-- Opening Marker --
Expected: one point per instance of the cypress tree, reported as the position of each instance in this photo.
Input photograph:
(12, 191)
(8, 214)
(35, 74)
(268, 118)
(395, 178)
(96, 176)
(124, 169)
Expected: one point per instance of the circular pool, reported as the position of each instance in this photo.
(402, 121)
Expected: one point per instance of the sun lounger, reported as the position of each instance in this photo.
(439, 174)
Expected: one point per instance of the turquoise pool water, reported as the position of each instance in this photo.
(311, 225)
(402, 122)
-- Closing Marker --
Problem statement - From the first line to the last, output the records word for word.

Written answer -
Expected: one point per instance of the cypress tree, reported as the position of each instance in this photo.
Input photograph:
(12, 191)
(8, 214)
(35, 74)
(268, 118)
(395, 178)
(96, 176)
(124, 169)
Expected: one point per instance of the circular pool, reported as the position of each instance in this photo.
(402, 121)
Expected: one point per instance of the sun lounger, reported as the position of each instance in this photo.
(439, 174)
Expected: one point per instance of the turquoise pool water, reported as the position of each instance in this photo.
(311, 225)
(402, 122)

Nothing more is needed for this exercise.